**Short problem**
How many lines in the rows below contain the word "jacket"? Give only the number.

**Extracted data**

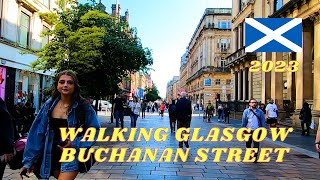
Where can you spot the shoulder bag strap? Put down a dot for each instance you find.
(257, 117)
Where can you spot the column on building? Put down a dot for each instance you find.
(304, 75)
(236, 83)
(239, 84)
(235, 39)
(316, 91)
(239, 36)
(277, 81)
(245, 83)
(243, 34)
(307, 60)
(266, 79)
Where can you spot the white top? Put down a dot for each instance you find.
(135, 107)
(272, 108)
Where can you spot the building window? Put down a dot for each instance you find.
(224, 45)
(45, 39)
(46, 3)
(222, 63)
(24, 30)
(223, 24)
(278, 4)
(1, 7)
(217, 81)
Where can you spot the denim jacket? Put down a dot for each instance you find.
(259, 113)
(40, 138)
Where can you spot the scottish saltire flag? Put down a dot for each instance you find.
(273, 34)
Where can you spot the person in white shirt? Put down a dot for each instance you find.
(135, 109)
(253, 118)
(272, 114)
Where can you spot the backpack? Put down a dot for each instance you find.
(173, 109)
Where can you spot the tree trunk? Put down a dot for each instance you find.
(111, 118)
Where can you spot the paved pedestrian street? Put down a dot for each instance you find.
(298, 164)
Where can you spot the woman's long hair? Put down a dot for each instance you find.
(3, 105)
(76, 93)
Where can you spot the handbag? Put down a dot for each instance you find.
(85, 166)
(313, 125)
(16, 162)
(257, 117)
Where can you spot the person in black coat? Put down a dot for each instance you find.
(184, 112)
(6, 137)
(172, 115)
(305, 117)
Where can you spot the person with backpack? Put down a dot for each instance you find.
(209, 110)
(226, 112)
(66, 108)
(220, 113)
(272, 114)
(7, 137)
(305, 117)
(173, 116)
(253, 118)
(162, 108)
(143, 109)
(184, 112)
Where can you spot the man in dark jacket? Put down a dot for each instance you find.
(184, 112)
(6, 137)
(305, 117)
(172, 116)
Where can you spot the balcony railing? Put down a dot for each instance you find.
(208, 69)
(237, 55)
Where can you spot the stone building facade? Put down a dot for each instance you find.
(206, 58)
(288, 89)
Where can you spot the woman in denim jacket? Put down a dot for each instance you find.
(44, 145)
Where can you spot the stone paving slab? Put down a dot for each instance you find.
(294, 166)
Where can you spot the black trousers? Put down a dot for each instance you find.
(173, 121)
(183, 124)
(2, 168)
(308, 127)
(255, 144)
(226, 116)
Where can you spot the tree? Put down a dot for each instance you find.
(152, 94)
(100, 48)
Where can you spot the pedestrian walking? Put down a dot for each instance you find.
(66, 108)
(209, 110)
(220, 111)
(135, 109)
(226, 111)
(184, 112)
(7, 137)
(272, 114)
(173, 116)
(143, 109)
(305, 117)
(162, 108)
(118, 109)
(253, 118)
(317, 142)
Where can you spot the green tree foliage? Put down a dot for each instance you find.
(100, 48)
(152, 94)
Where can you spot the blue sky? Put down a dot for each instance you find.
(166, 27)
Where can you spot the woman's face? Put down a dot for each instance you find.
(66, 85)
==
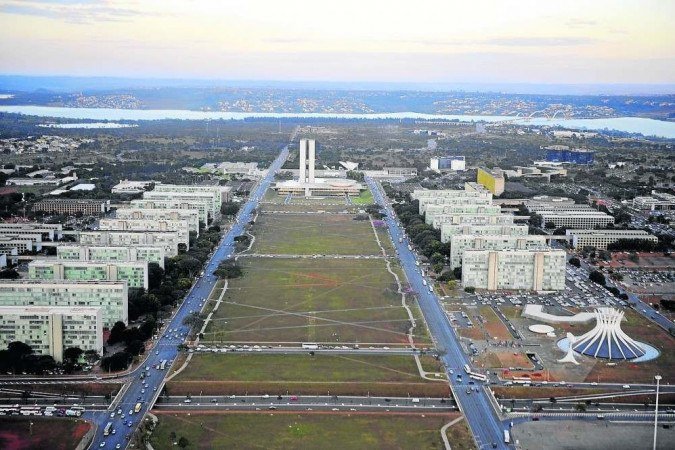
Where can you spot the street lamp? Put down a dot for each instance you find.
---
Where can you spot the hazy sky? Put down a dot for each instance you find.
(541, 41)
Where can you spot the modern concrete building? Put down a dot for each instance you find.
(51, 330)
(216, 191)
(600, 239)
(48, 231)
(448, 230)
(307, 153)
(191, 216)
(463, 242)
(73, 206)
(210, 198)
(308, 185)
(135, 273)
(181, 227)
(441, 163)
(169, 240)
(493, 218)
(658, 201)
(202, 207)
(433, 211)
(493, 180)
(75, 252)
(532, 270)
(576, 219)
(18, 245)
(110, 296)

**Exercise output**
3